Alteration

March 22, 2009, 7:42 am • Tags: , ,

icon_17A prepared piano is a piano which has had its sound altered by placing objects between or on the strings or on the hammers or dampers. The idea of altering an instrument’s timbre through the use of external objects has been applied to instruments other than the piano, such as the guitar. Although it is possible to prepare an upright piano, it is far easier, and far more common, on a grand piano.

A composer using prepared piano extensively was John Cage, who is often credited with inventing the instrument. He first prepared a piano when he was commissioned to write music for Bacchanale, a dance by Syvilla Fort in 1938. For some time previously, Cage had been writing exclusively for a percussion ensemble, but the hall where Fort’s dance was to be staged had no room for a percussion group. The only instrument available was a single grand piano.

After some consideration, Cage said that he realized it was possible to place in the hands of a single pianist the equivalent of an entire percussion orchestra. With just one musician, you can really do an unlimited number of things on the inside of the piano if you have at your disposal an exploded keyboard. Cage would often quip that by preparing a piano he left it in better condition than he found it.

In Cage’s use, the preparations are typically nuts, bolts and pieces of rubber to be lodged between and entwined around the strings. Some preparations make duller, more percussive sounds than usual, while others create sonorous bell-like tones. Additionally, the individual parts of a preparation like a nut loosely screwed onto a bolt will vibrate themselves, adding their own unique sound.

By placing the preparation between two of the strings on a note which has three strings assigned to it, it is possible to change the timbre of that note by depressing the soft pedal on the piano, which moves the hammers so they strike only two strings instead of all three. Other prepared piano sounds can be reminiscent of mbiras, marimbas, bells, wood blocks, Indonesian gamelan instruments, or many other sounds less easily defined.
□ □ □
• _Set tasks_
1 - Name every instrument that the passage on the prepared piano says its sounds can call to mind.
2 - Reproduce the prepared piano passage word for word from "icon_17A prepared piano" to "a grand piano.".
3 - Extend the prepared piano passage, picking up after its final sentence.

• _Provided information_
□ □ □
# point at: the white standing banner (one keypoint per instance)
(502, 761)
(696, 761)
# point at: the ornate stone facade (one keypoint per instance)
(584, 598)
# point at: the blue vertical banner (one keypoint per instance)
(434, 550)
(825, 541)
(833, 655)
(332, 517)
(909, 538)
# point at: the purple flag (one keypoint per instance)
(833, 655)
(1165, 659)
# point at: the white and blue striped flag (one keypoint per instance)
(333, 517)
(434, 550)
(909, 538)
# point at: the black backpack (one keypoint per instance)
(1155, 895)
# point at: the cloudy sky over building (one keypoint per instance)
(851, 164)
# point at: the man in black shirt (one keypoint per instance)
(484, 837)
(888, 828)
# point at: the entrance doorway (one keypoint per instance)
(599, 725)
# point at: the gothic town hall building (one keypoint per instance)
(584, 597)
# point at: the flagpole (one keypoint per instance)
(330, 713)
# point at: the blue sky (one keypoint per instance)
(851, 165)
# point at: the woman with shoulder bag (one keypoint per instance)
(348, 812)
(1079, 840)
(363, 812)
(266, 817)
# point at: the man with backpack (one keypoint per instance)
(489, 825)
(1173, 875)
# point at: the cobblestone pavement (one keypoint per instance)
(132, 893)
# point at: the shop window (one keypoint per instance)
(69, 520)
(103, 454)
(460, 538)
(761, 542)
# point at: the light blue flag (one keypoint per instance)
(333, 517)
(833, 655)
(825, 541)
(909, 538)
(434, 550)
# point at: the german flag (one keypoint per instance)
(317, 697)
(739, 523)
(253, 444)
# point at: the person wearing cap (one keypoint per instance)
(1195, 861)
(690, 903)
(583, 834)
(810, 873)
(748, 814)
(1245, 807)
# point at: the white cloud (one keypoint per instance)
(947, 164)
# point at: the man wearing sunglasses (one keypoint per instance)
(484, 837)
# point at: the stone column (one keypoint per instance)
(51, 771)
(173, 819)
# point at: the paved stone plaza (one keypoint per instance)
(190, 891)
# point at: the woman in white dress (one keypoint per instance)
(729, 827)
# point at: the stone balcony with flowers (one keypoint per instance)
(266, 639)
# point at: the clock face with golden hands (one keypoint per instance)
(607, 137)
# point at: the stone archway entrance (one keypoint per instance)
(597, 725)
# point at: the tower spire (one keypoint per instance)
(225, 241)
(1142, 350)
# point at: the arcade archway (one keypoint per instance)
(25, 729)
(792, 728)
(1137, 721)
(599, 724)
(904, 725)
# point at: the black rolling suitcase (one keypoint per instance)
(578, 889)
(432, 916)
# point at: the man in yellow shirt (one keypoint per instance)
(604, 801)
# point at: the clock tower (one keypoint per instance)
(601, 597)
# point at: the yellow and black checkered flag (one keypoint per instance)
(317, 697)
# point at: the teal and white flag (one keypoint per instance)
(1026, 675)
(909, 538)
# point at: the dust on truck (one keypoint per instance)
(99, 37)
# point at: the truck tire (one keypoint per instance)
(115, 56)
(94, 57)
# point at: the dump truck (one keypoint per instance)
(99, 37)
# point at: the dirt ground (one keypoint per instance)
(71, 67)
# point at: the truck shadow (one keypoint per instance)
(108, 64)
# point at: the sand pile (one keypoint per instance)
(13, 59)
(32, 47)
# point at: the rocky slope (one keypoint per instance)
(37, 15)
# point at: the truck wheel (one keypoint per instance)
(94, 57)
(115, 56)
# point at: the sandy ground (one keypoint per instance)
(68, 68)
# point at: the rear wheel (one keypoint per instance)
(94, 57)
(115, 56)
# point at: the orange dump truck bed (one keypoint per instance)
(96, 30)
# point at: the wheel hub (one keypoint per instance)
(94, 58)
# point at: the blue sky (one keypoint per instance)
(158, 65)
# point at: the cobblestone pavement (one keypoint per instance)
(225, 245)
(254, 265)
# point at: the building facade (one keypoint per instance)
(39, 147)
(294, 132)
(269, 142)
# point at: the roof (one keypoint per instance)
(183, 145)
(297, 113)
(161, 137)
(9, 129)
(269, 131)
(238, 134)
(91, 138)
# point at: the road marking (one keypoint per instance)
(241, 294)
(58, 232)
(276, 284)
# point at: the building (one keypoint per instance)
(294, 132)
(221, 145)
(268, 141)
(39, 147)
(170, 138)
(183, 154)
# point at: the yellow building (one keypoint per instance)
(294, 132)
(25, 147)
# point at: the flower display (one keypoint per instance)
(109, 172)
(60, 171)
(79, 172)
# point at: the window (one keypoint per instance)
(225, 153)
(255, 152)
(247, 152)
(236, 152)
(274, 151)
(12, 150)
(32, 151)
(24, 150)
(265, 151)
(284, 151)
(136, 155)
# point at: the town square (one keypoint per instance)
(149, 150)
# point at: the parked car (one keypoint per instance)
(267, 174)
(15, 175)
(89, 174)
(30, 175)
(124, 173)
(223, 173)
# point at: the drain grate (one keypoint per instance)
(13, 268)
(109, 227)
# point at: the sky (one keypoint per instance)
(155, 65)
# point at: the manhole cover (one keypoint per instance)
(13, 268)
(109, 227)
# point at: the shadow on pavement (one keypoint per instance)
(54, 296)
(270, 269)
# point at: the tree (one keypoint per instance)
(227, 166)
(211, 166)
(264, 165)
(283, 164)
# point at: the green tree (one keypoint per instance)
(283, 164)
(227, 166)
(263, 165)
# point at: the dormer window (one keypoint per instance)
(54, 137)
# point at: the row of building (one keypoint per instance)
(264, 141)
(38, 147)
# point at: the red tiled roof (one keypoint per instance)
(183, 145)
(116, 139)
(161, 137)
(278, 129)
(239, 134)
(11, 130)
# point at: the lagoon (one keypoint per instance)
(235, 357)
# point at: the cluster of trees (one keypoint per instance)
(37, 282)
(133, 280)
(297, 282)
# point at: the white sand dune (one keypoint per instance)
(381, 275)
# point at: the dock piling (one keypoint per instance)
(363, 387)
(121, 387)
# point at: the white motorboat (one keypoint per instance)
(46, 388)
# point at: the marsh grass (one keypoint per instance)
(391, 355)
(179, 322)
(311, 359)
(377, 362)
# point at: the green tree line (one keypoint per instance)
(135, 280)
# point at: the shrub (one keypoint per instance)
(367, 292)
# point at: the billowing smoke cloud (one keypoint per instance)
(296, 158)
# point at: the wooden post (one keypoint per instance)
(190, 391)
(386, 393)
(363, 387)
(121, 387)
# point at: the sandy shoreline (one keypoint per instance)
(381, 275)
□ □ □
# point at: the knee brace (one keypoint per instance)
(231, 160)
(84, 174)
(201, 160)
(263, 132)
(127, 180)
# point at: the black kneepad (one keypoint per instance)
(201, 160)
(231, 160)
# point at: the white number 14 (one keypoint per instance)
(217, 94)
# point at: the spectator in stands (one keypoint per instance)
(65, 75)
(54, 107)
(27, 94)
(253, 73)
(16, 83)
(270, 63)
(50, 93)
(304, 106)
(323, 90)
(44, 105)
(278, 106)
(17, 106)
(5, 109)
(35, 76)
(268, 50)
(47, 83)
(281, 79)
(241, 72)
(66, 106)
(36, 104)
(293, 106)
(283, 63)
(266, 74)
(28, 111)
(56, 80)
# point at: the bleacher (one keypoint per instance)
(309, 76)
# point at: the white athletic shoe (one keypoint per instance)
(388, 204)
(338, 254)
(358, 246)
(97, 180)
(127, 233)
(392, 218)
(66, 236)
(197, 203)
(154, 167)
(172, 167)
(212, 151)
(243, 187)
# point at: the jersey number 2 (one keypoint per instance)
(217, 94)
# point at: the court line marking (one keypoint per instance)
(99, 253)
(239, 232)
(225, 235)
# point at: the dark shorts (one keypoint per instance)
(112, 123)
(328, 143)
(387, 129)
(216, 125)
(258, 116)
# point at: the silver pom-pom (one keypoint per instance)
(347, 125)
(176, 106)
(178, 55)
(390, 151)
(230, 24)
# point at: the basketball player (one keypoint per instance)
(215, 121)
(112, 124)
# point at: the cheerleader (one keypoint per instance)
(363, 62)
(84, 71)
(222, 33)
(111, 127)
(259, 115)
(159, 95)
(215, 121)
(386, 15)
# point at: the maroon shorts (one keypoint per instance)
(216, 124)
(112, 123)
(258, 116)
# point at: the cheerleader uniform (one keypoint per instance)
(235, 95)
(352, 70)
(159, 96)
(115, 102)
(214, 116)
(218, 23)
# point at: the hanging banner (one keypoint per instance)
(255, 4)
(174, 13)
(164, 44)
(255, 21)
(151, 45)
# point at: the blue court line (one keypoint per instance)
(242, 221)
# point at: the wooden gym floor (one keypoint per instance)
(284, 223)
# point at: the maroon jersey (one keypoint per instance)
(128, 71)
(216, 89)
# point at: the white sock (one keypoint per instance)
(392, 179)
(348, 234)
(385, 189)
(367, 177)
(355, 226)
□ □ □
• _Task answers_
1 - Mbiras, marimbas, bells, wood blocks, Indonesian gamelan instruments

2 -
icon_17A prepared piano is a piano which has had its sound altered by placing objects between or on the strings or on the hammers or dampers. The idea of altering an instrument’s timbre through the use of external objects has been applied to instruments other than the piano, such as the guitar. Although it is possible to prepare an upright piano, it is far easier, and far more common, on a grand piano.

3 -
American composer Chris Brown created a type of prepared electric piano, the Gazamba from the shell of a Wurlitzer electric piano. American composer Eric Glick Rieman has composed extensively for prepared Fender Rhodes pianos. Ross Bolleter has taken the idea into an innovative direction, exploring the use of ruined pianos, or pianos decayed by weather and time.

 

Influence

March 20, 2009, 7:38 am • Tags: , ,

icon_11A gamelan is a musical ensemble from Indonesia, typically from the islands of Bali or Java, featuring a variety of instruments such as metallophones, xylophones, drums and gongs. The word comes from the Javanese word “gamel” meaning to strike or hammer, and the suffix “an”, which makes the root a collective noun.

The term refers more to the set of instruments than to the players of those instruments. A gamelan is a set of instruments as a distinct entity, built and tuned to stay together. Instruments from different gamelan are generally not interchangeable.

In Javanese mythology, the gamelan was created in AD 230. The god who ruled as king of all Java from a palace on Mount Lawu needed a signal to summon the gods, and thus invented the gong. For more complex messages, he invented two other Gongs, thus forming the basis of the original gamelan set.

The gamelan predates the Hindu-Buddhist culture that dominated Indonesia in its earliest records, and instead represents a native art form. In contrast to the Indian influence in other art forms, the only obvious Indian influence in gamelan music is in the Javanese style of singing.

In Indonesia, gamelan usually accompanies dance, puppet performances, or rituals and ceremonies. Typically players in the gamelan will be familiar with dance moves and poetry, while dancers are able to play in the ensemble. In wayang puppet performances, the puppeteer must have a thorough knowledge of gamelan, as he gives the cues for the music.

Gamelan’s role in rituals is so important that there is a Javanese saying that “It’s not official until the gong is hung.” Certain gamelans are associated with specific rituals, such as the Gamelan Sekaten, which is used in celebration of Muhammad’s birthday. In Bali, almost all religious rituals include gamelan performance. Gamelan is also used in the ceremonies of the Catholic church in Indonesia.

Certain pieces are designated for starting and ending performances or ceremonies. When a “leaving” piece is begun, the audience will know that the event is nearly finished and will begin to leave. Certain pieces are also believed to possess magic powers, and can be used to ward off evil spirits.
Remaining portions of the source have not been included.